Supplied material:

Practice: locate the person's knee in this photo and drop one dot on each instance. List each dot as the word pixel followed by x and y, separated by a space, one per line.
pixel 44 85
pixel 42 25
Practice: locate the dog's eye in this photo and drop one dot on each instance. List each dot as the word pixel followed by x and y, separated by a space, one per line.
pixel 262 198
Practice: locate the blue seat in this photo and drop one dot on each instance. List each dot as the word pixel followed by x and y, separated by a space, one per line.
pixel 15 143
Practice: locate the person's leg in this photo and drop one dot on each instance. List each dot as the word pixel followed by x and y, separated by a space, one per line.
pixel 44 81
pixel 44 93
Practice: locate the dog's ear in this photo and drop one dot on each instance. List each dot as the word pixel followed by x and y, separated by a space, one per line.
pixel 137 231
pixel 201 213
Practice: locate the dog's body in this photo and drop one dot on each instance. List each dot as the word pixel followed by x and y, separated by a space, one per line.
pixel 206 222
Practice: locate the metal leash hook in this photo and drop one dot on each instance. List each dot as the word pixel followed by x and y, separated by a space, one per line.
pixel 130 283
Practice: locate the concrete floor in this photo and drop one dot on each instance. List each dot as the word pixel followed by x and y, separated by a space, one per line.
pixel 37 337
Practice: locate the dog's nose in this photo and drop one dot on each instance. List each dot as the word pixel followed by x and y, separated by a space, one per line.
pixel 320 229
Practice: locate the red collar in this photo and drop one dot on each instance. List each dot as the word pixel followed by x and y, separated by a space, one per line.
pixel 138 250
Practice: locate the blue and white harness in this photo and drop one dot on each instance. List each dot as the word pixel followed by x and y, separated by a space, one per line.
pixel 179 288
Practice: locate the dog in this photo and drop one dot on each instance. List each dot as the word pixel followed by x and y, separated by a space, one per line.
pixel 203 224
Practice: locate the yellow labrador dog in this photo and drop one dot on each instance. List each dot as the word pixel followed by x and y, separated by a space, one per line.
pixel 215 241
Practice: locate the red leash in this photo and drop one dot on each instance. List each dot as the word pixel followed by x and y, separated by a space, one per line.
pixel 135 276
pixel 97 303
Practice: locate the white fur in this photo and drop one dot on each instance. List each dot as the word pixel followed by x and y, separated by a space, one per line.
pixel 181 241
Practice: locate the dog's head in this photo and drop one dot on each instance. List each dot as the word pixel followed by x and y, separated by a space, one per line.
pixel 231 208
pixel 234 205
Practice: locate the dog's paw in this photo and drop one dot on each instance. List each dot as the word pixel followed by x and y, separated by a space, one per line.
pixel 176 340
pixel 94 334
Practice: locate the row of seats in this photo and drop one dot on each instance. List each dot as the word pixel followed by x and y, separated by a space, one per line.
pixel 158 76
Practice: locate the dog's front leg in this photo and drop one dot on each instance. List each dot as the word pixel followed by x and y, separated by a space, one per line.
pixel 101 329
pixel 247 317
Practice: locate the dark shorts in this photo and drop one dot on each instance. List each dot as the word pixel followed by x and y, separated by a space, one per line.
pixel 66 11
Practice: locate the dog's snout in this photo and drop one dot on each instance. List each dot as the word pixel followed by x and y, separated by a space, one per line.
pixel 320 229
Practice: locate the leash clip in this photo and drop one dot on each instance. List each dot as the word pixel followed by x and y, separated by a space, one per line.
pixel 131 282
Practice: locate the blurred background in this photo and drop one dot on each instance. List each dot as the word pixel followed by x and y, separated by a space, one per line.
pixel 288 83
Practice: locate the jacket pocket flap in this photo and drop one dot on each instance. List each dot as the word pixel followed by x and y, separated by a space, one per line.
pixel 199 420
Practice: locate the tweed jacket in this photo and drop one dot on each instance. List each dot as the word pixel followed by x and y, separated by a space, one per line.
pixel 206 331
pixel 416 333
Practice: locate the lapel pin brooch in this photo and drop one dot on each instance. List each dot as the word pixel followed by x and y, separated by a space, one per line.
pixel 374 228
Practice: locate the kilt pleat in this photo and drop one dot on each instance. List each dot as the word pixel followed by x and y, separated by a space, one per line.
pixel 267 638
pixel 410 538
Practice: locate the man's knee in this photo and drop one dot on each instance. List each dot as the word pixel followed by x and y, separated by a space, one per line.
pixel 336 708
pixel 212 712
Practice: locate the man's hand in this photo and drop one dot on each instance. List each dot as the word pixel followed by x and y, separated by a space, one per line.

Written problem: Can you render every line of the records above as a Markdown table with two columns, Row for the row number and Record for the line, skipping blank lines?

Exercise result:
| Row | Record |
|---|---|
| 1 | Practice: locate the person's knee in this photo and drop one dot on each instance. List each dot as the word pixel followed by x and y, separated by a space, one per line. |
| 2 | pixel 44 85 |
| 3 | pixel 42 25 |
| 4 | Practice: locate the dog's eye in this photo and drop one dot on each instance. List each dot as the word pixel followed by x and y, separated by a space, one per line. |
| 5 | pixel 262 198 |
| 6 | Practice: locate the blue seat in this photo and drop one dot on each instance. List each dot as the word pixel followed by x and y, separated by a space, one per line. |
| 7 | pixel 15 143 |
| 8 | Practice: locate the person's leg in this photo and drop one dot on each instance. List each dot as the word pixel followed by x and y, separated by a space, one per line. |
| 9 | pixel 44 81 |
| 10 | pixel 44 93 |
| 11 | Practice: locate the dog's ear in this photo and drop one dot on each instance. List each dot as the word pixel followed by x and y, separated by a space, one per line. |
| 12 | pixel 137 231 |
| 13 | pixel 201 213 |
| 14 | Practice: locate the dog's body in this photo and drop one dot on each instance. List each dot as the word pixel followed by x and y, separated by a space, one per line. |
| 15 | pixel 206 222 |
| 16 | Practice: locate the metal leash hook in this photo and drop one dot on each instance. List each dot as the word pixel followed by x and y, separated by a space, one per line. |
| 17 | pixel 130 283 |
| 18 | Practice: locate the concrete floor in this photo and drop one dot on each instance. List each dot as the word pixel followed by x and y, separated by a space, one per line. |
| 19 | pixel 37 337 |
| 20 | Practice: locate the dog's nose in this photo and drop one dot on each instance. List each dot as the word pixel followed by x and y, separated by a space, one per line. |
| 21 | pixel 320 229 |
| 22 | Practice: locate the red collar in this photo and drop one dot on each instance. List each dot as the word pixel followed by x and y, separated by a space, one per line. |
| 23 | pixel 138 250 |
| 24 | Practice: locate the blue and white harness in this photo and drop one dot on each instance. List each dot as the word pixel followed by x and y, separated by a space, one per line. |
| 25 | pixel 179 288 |
| 26 | Practice: locate the dog in this photo and drop one dot on each instance. List each dot as the word pixel followed by x and y, separated by a space, one per line. |
| 27 | pixel 203 224 |
| 28 | Practice: locate the yellow labrador dog in this photo and drop one dot on each instance. List each dot as the word pixel followed by x and y, separated by a space, one per line. |
| 29 | pixel 215 241 |
| 30 | Practice: locate the red leash in this photo and drop one dot on each instance. List each dot as the word pixel followed by x and y, separated by a space, one per line. |
| 31 | pixel 135 276 |
| 32 | pixel 97 303 |
| 33 | Practice: locate the white fur in this photo and drop one dot on each instance. List each dot as the word pixel followed by x and y, separated by a space, one per line. |
| 34 | pixel 181 241 |
| 35 | Practice: locate the dog's head in this photo and drop one dot on each instance. List each dot as the word pixel followed by x and y, separated by a space, one per line. |
| 36 | pixel 231 208 |
| 37 | pixel 234 205 |
| 38 | Practice: locate the dog's paw in this photo and drop one dot on each instance. List each dot as the word pixel followed by x and y, separated by a space, one per line. |
| 39 | pixel 176 340 |
| 40 | pixel 94 334 |
| 41 | Practice: locate the row of seats in this photo and drop one dot on each instance. List each dot as the word pixel followed by x and y, separated by a space, one per line. |
| 42 | pixel 158 76 |
| 43 | Practice: locate the dog's front leg in this photo and drop one dot on each instance. List each dot as the word pixel followed by x and y, separated by a space, one per line. |
| 44 | pixel 101 329 |
| 45 | pixel 247 317 |
| 46 | Practice: locate the dark shorts in this photo and drop one dot on each instance. List each dot as the word pixel followed by x and y, separated by a space, one per line. |
| 47 | pixel 66 11 |
| 48 | Practice: locate the dog's snout in this photo and drop one dot on each instance. List each dot as the word pixel followed by x and y, separated by a space, one per line. |
| 49 | pixel 320 229 |
| 50 | Practice: locate the leash clip in this photo and drop one dot on each instance. List each dot as the word pixel followed by x and y, separated by a space, one per line. |
| 51 | pixel 131 282 |
| 52 | Practice: locate the blurred background in this photo and drop one dot on each instance. List each dot as the word pixel followed by x and y, separated by a space, one per line. |
| 53 | pixel 288 83 |
| 54 | Practice: locate the jacket pocket flap in this photo and drop one dot on each instance. List each dot as the word pixel followed by x and y, separated by a space, one per line. |
| 55 | pixel 199 420 |
| 56 | Practice: locate the tweed jacket in this photo and drop one dot on each instance. List each dot as the word pixel followed by x and y, separated by a space, one per line. |
| 57 | pixel 206 331 |
| 58 | pixel 416 333 |
| 59 | Practice: locate the lapel pin brooch in this photo and drop one dot on each instance. List each dot as the word pixel followed by x and y, separated by a space, one per line. |
| 60 | pixel 374 228 |
| 61 | Practice: locate the kilt pleat in this photo and drop one dot on each instance. List each dot as the word pixel followed by x and y, separated by a space, one per line. |
| 62 | pixel 267 638 |
| 63 | pixel 410 538 |
| 64 | Practice: locate the man's knee in this photo and drop one dot on each instance. List each dot as the word pixel followed by x and y, separated by a space, one per line. |
| 65 | pixel 336 708 |
| 66 | pixel 212 712 |
| 67 | Practice: locate the man's hand in this photo and drop one dot on each instance. List each dot as the word pixel followed by x and y, separated by a space, one per line. |